***** Passage given

All the mail mirrored from lore.kernel.org
 help / color / mirror / Atom feed
From: Javier Martinez Canillas <javierm@redhat.com>
To: Bjorn Helgaas <helgaas@kernel.org>
Cc: linux-kernel@vger.kernel.org,
	Peter Robinson <pbrobinson@gmail.com>,
	Shawn Lin <shawn.lin@rock-chips.com>,
	Bjorn Helgaas <bhelgaas@google.com>,
	Heiko Stuebner <heiko@sntech.de>,
	Lorenzo Pieralisi <lorenzo.pieralisi@arm.com>,
	Rob Herring <robh@kernel.org>,
	linux-arm-kernel@lists.infradead.org, linux-pci@vger.kernel.org,
	linux-rockchip@lists.infradead.org,
	Michal Simek <michal.simek@xilinx.com>,
	Ley Foon Tan <ley.foon.tan@intel.com>,
	rfi@lists.rocketboards.org, Jingoo Han <jingoohan1@gmail.com>,
	Thierry Reding <thierry.reding@gmail.com>,
	Jonathan Hunter <jonathanh@nvidia.com>,
	linux-tegra@vger.kernel.org
Subject: Re: [PATCH v2] PCI: rockchip: Avoid accessing PCIe registers with clocks gated
Date: Fri, 25 Jun 2021 09:09:36 +0200	[thread overview]
Message-ID: <5bee3702-595b-f57b-f962-28644b7e646f@redhat.com> (raw)

**********
***** Dataset content

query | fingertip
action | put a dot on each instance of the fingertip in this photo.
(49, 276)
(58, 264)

**********

From the Cc field of the email header, please list every address that appears without a person's name in front of it.

- linux-kernel@vger.kernel.org
- linux-arm-kernel@lists.infradead.org
- linux-pci@vger.kernel.org
- linux-rockchip@lists.infradead.org
- rfi@lists.rocketboards.org
- linux-tegra@vger.kernel.org